> REQUIRED ACTION
Answer these questions using the text on locating statistics:
(a) In which two formats can users download statistics from the Hawaiʻi Data Book?
(b) Which topics does the text say government statistics do not generally cover?
(c) Where was the question about crimes committed by immigrants in two Texas counties posted?

> EXTRACT
When statistics are available electronically, they may simply be in an Excel spreadsheet. For example, the Hawaiʻi Data Book allows users to download statistics in PDF or Excel format. Increasingly, agencies have developed query interfaces so that researchers can conduct their own queries by selecting the rows and columns they need. For example, the Centers for Disease Control has a data visualization tool that allows the user to select which data they want to display in a chart or graph.

# Reference Strategies

As with any reference question, a librarian needs to nail down exactly what the patron wants. The geographic area is critically important, as is the time span and period. Patrons often want data at a frequency or a level of granularity that is not available. It frequently happens that patrons are looking for monthly data, but it may only have been published in annual releases. Or, they need county data, but can only find it for the state as a whole. They don’t always believe it when informed that the data hasn’t been published in their preferred form of output. Librarians need to manage patron expectations regarding statistics, just as we would for any other type of information.

Next, we need to determine whether the patron wants aggregate data or microdata. Microdata files are enormous and unwieldy, so if the person is not practiced in using this type of data, it is probably best to look for aggregate data.

Determining whether the statistics are collected by a government agency, a nonprofit organization, or a private company can be tricky and depends in part on your knowledge of what kind of information the government collects. A little preliminary searching in Google or USA.gov might help. You can also consult Statistical Programs of the United States Government. Topics not generally covered by government statistics include religion, shopping habits, and leisure activities.

Let’s look at a question that was posted on Govdoc-l. A patron wanted to find statistics on crimes committed by immigrants in two counties in Texas that would also tell him the interval between the date of immigration and the date of the crime. If we think about where this data might be collected, the demographic data might be on the arrest record, for starters. When we consult the arrest report form for Texas, it is apparent that the form does not include a space to record an arrestee’s immigration status. Where else might we find the immigration status of a person convicted of a crime? It might be mentioned in court records or newspaper accounts, but it  might not be recorded consistently. Determining the period of time between when a crime was committed and when the person immigrated could also be very difficult. Immigration and Customs Enforcement collects statistics on immigrants who have been convicted of crimes, but they don’t release the data by state, much less by county.[1] As you can see, this is a question that could, at best, be answered using anecdotal evidence or possibly a survey of convicts, but it’s unlikely that the patron could find this precise data in a published form.

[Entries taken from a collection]
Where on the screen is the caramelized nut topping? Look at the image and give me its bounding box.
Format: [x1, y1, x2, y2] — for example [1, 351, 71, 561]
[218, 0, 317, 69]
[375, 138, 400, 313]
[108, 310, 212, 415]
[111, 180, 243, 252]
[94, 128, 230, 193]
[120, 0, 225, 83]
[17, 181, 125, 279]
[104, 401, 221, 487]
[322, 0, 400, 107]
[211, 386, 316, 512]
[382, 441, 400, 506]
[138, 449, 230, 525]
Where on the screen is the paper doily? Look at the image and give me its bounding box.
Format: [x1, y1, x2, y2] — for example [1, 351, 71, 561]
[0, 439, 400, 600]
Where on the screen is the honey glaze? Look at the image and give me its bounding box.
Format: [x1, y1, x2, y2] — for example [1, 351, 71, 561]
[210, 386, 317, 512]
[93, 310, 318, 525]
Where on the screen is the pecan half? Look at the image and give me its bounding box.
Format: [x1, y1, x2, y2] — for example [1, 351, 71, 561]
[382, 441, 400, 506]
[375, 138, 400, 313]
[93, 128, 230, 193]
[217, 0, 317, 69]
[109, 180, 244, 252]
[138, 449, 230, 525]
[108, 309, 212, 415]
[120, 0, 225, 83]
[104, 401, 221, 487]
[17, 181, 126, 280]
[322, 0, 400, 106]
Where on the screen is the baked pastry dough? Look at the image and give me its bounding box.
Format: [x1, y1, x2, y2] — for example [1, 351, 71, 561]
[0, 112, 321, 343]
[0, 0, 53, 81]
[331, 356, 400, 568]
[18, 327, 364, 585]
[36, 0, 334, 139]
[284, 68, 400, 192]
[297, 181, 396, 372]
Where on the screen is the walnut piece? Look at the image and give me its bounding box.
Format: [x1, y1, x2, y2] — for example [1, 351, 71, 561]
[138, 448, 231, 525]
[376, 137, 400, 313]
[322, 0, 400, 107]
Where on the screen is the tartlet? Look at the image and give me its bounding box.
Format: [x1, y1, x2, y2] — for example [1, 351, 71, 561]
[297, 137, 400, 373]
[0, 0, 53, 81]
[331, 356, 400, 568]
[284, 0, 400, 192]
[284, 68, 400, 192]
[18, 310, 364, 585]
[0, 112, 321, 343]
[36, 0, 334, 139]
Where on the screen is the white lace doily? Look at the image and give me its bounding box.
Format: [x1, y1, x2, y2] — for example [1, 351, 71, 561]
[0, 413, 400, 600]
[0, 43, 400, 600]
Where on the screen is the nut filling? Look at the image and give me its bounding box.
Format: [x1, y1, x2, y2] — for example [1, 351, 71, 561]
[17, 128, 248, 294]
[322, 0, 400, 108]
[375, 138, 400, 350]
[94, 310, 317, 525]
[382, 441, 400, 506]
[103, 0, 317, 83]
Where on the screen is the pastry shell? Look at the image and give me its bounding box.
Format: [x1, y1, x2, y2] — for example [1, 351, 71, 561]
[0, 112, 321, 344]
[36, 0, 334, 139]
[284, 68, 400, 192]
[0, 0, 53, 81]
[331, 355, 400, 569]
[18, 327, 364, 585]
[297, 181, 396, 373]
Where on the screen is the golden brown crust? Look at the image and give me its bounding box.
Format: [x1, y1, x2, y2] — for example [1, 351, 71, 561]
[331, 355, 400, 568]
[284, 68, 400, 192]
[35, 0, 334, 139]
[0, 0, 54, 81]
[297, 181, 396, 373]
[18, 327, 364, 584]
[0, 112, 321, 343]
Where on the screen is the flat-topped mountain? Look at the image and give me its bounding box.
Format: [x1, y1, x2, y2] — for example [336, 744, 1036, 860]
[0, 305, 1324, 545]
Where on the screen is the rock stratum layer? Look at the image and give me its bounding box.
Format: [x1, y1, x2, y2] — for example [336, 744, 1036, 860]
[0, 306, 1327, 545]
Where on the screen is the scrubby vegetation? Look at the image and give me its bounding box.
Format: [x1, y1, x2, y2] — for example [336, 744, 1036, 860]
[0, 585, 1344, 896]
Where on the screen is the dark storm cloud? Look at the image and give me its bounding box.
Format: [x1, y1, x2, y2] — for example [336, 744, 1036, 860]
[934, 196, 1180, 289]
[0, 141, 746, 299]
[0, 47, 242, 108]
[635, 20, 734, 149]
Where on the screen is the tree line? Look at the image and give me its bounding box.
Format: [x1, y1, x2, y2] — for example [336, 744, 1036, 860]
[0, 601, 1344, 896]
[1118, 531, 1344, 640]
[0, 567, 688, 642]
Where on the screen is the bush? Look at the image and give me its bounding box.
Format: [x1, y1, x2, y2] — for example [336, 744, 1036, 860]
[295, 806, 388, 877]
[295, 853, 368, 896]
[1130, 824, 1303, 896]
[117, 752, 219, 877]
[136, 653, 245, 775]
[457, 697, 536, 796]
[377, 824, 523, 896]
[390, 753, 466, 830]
---
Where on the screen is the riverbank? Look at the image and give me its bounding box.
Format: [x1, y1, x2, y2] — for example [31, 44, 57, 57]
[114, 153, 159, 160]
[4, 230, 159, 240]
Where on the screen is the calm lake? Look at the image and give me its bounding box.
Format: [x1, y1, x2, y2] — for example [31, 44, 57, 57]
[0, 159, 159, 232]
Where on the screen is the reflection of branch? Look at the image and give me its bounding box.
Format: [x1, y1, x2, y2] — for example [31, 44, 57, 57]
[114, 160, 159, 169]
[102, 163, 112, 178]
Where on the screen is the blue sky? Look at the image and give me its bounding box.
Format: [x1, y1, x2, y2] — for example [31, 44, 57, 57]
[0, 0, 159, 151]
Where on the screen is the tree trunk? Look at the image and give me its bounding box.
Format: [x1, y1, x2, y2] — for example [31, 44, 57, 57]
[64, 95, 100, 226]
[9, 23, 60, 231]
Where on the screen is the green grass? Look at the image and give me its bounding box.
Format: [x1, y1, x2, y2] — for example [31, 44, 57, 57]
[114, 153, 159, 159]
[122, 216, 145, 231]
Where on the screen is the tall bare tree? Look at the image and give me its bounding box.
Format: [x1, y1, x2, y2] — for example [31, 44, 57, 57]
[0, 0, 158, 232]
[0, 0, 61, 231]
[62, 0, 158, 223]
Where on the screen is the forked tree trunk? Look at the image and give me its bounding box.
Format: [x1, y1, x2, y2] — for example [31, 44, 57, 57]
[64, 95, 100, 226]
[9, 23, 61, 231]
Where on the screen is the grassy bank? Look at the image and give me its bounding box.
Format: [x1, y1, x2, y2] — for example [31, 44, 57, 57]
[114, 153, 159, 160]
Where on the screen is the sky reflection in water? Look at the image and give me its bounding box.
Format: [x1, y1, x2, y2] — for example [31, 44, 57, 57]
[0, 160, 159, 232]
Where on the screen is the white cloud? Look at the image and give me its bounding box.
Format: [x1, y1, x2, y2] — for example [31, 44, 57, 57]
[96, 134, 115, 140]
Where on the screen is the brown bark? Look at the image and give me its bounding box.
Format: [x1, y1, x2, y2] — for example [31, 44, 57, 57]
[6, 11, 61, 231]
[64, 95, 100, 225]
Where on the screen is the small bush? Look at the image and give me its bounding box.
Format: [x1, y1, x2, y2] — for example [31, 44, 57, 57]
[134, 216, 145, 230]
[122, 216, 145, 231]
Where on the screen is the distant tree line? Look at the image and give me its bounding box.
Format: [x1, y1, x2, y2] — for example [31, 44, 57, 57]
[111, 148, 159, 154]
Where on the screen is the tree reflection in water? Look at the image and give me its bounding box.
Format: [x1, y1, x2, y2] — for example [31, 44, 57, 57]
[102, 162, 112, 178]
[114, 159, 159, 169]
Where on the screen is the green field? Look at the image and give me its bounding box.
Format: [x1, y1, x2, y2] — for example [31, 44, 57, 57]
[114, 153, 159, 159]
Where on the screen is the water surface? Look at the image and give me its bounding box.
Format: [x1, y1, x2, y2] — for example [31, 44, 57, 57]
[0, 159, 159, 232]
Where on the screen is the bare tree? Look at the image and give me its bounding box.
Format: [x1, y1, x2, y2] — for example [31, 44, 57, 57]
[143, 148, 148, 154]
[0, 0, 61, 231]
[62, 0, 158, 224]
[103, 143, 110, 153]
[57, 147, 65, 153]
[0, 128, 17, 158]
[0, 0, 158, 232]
--
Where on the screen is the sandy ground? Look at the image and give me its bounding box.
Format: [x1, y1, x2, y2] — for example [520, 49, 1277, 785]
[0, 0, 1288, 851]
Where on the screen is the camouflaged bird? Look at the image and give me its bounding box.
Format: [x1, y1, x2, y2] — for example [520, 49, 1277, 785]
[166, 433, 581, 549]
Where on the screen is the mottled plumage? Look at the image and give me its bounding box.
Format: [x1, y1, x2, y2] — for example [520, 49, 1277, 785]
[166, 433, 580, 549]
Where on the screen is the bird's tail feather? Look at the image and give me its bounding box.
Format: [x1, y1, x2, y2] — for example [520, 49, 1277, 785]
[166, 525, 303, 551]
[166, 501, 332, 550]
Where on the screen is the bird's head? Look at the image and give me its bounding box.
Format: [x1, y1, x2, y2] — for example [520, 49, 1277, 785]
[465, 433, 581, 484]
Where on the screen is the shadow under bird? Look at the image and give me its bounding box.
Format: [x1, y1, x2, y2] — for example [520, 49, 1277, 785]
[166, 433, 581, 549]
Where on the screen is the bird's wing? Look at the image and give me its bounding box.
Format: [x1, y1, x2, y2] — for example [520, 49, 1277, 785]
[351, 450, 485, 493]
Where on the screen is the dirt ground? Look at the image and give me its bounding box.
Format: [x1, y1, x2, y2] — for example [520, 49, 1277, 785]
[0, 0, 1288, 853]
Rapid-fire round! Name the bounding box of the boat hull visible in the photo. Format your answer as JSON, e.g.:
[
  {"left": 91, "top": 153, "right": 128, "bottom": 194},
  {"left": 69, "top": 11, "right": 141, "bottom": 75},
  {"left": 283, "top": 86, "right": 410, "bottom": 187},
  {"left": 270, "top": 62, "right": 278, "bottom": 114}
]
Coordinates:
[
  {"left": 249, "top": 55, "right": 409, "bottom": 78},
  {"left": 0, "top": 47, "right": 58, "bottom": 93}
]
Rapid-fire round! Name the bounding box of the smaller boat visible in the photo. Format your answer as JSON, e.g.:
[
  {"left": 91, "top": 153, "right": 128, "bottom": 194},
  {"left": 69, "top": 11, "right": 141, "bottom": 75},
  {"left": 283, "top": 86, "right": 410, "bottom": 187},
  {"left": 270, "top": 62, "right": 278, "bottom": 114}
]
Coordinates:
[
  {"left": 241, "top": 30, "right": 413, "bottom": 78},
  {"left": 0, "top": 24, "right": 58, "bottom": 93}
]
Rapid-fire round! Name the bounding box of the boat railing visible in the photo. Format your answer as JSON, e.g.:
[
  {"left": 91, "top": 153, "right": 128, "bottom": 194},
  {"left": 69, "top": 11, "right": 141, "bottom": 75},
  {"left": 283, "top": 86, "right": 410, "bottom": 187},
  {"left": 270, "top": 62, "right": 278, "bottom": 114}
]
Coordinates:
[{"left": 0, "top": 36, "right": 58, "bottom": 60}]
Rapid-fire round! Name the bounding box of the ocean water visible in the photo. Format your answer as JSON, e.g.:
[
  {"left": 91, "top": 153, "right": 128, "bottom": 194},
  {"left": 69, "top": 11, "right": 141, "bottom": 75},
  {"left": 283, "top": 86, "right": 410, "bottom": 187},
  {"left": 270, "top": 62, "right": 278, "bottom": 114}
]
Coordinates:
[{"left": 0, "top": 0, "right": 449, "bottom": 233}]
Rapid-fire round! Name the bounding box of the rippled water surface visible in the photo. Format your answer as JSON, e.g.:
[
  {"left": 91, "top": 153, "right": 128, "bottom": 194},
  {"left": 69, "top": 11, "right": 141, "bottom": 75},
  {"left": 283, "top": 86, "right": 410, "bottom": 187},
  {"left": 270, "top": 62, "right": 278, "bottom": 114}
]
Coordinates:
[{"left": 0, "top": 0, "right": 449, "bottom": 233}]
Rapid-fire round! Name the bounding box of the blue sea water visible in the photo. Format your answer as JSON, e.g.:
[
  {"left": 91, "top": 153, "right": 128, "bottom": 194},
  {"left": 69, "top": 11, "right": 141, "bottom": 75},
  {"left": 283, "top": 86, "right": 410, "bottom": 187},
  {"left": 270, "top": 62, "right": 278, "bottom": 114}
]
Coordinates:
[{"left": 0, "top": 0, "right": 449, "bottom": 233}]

> RESPONSE AREA
(a) PDF or Excel.
(b) Religion, shopping habits, and leisure activities.
(c) On Govdoc-l.